• _Material for this task_:
════

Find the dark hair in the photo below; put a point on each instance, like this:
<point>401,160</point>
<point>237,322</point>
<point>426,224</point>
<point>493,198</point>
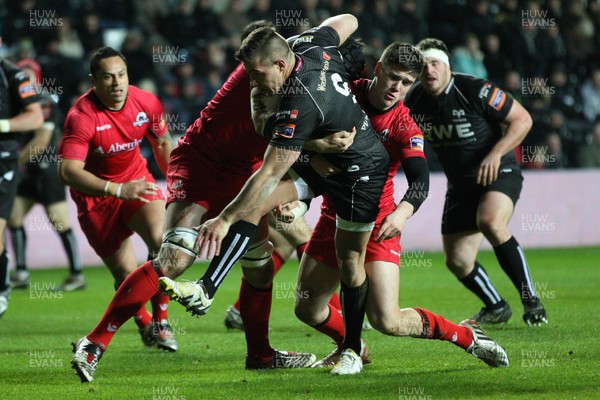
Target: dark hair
<point>432,43</point>
<point>262,43</point>
<point>404,56</point>
<point>102,53</point>
<point>252,26</point>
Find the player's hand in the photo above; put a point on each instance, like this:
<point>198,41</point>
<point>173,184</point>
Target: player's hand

════

• _Goal_: Convert the entries above into a JSON list of strings, one string per line, leaving out blank lines and the pictures.

• _The response_:
[
  "Find the dark hair in the photo below; put a point on each instance, like this:",
  "<point>401,160</point>",
  "<point>237,322</point>",
  "<point>426,224</point>",
  "<point>493,198</point>",
  "Target: dark hair",
  "<point>432,43</point>",
  "<point>262,43</point>",
  "<point>404,56</point>",
  "<point>102,53</point>",
  "<point>252,26</point>",
  "Find the player's hand in the photo above; put a point on each instance, like this:",
  "<point>198,41</point>",
  "<point>173,184</point>",
  "Target: player's hand"
]